**Provided data**

===============

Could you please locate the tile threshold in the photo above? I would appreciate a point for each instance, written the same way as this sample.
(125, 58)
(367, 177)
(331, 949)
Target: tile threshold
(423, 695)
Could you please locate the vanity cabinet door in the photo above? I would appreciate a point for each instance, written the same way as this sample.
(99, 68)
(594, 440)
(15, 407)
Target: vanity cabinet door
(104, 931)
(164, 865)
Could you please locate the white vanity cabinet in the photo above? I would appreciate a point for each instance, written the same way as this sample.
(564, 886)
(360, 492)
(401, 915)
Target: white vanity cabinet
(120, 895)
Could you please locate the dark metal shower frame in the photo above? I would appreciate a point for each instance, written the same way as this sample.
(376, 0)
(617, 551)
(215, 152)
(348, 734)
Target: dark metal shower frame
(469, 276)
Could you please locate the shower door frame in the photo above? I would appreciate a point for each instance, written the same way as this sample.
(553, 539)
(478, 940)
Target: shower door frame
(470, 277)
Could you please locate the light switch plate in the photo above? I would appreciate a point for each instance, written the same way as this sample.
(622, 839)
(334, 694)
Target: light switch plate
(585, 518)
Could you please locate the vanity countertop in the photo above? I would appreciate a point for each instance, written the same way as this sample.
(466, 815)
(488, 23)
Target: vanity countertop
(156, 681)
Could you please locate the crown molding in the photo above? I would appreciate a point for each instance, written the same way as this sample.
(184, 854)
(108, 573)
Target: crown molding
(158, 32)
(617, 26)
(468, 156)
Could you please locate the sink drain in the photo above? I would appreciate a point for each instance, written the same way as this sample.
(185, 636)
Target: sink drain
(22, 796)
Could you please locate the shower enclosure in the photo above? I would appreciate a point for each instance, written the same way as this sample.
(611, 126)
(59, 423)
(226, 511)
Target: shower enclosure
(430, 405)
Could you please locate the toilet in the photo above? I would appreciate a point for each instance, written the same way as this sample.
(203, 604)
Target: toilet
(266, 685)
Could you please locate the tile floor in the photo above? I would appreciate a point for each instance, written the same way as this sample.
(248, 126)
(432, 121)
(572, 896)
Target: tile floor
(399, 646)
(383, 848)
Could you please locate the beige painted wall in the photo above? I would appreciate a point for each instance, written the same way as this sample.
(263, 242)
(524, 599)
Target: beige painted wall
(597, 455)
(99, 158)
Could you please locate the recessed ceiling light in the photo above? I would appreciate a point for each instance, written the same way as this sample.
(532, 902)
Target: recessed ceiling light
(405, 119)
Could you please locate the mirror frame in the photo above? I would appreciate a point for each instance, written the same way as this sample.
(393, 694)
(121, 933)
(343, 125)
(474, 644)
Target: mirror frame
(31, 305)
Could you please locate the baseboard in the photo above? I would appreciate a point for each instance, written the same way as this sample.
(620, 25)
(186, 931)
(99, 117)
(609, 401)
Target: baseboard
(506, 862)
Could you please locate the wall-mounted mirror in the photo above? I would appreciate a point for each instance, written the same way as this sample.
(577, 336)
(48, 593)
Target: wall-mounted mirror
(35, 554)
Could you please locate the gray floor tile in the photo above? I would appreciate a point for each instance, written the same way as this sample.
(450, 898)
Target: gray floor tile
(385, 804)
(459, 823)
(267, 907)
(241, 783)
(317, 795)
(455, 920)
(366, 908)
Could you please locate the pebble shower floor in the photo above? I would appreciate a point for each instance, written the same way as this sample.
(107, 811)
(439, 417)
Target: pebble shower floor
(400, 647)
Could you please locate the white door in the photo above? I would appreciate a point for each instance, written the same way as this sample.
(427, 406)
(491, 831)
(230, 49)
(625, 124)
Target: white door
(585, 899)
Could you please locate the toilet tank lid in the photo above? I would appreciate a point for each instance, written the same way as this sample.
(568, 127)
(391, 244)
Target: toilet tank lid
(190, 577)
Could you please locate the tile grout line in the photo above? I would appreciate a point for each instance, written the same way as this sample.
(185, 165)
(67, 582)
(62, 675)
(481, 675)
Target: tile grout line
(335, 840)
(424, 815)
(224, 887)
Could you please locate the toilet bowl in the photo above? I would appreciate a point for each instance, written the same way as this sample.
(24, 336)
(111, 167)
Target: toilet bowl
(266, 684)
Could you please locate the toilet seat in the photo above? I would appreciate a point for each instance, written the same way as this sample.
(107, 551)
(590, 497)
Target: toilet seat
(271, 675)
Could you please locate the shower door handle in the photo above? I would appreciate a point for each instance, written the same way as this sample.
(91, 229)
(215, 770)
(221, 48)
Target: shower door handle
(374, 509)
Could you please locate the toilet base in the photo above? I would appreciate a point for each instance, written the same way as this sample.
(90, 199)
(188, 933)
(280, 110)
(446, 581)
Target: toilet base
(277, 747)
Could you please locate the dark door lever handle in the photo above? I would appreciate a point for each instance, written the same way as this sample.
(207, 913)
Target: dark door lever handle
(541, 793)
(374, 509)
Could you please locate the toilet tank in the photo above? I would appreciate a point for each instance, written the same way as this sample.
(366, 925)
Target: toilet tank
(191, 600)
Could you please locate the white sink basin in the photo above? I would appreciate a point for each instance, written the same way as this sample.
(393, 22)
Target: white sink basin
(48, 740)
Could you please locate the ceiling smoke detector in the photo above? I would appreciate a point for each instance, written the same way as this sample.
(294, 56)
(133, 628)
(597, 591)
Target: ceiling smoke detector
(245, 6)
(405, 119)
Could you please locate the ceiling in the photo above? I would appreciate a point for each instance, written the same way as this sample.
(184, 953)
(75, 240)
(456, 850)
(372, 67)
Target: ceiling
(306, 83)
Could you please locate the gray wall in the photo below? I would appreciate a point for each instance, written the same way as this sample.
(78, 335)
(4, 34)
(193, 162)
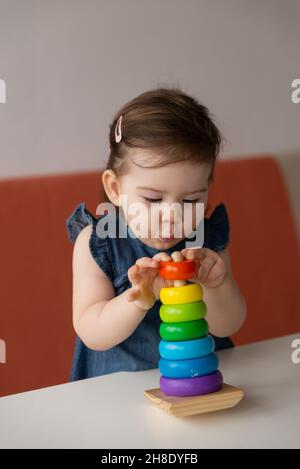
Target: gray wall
(70, 64)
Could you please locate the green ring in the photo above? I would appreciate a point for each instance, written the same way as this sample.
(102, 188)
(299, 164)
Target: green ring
(183, 330)
(183, 312)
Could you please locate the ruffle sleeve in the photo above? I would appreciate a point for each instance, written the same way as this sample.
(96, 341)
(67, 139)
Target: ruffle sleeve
(217, 229)
(99, 247)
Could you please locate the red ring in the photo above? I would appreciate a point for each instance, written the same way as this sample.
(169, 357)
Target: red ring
(182, 270)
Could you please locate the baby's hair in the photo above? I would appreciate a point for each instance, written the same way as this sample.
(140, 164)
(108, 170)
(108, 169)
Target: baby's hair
(167, 122)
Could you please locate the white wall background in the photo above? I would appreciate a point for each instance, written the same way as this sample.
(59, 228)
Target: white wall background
(70, 64)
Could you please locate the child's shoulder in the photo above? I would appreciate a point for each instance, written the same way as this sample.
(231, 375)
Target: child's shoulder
(217, 229)
(81, 229)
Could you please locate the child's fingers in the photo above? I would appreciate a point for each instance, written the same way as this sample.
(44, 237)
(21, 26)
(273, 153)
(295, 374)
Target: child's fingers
(147, 262)
(206, 267)
(132, 294)
(195, 254)
(133, 274)
(162, 256)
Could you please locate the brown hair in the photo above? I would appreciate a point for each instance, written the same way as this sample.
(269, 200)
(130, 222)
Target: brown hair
(169, 123)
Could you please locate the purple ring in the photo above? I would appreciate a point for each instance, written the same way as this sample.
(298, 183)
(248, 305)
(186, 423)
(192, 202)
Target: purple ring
(196, 386)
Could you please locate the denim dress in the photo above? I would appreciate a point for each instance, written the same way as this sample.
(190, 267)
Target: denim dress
(114, 255)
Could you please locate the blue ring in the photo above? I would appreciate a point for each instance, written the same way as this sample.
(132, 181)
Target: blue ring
(186, 349)
(189, 368)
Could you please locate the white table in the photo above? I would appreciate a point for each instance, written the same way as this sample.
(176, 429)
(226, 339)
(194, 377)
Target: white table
(112, 412)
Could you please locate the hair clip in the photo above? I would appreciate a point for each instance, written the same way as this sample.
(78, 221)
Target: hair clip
(118, 130)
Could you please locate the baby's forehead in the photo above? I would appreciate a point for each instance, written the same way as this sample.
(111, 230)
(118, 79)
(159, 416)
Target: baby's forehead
(181, 174)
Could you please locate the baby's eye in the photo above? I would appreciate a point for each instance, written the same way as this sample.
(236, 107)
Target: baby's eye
(191, 201)
(152, 200)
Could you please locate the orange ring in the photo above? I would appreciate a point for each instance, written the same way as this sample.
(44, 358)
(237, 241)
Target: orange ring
(182, 270)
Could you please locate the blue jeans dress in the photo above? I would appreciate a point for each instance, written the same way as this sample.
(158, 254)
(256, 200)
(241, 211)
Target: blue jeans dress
(114, 255)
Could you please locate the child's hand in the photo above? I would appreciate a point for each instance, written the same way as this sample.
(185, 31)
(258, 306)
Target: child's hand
(146, 281)
(211, 269)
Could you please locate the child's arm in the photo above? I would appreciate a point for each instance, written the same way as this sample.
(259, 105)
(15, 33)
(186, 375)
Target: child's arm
(101, 319)
(226, 306)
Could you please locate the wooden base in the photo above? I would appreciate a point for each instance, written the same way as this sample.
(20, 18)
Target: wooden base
(227, 397)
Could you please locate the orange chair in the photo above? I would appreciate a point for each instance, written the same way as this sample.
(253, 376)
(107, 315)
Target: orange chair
(36, 263)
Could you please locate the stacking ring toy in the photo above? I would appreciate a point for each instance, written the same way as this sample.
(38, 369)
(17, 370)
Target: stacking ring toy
(183, 330)
(185, 294)
(187, 349)
(183, 312)
(189, 368)
(191, 386)
(182, 270)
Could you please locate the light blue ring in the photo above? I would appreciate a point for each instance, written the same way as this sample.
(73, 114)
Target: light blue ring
(189, 368)
(186, 349)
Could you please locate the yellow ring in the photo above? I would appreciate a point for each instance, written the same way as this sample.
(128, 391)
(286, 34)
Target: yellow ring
(185, 294)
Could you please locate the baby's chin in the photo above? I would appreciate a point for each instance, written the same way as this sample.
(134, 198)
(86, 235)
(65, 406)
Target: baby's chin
(162, 243)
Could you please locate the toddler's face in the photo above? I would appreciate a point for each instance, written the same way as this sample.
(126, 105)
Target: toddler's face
(156, 189)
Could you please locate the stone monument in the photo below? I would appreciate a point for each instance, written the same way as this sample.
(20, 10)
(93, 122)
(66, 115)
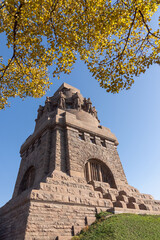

===============

**What you will do**
Show every line of the data that includes the string "below".

**Answer to this task**
Could you please locate the gray wall in the photo below? I would appreciate a point for each instance, written the same way as this sample.
Could you please locate the stone monument in the photo below? I would appreciate a point for each instance, written the same way as this sample.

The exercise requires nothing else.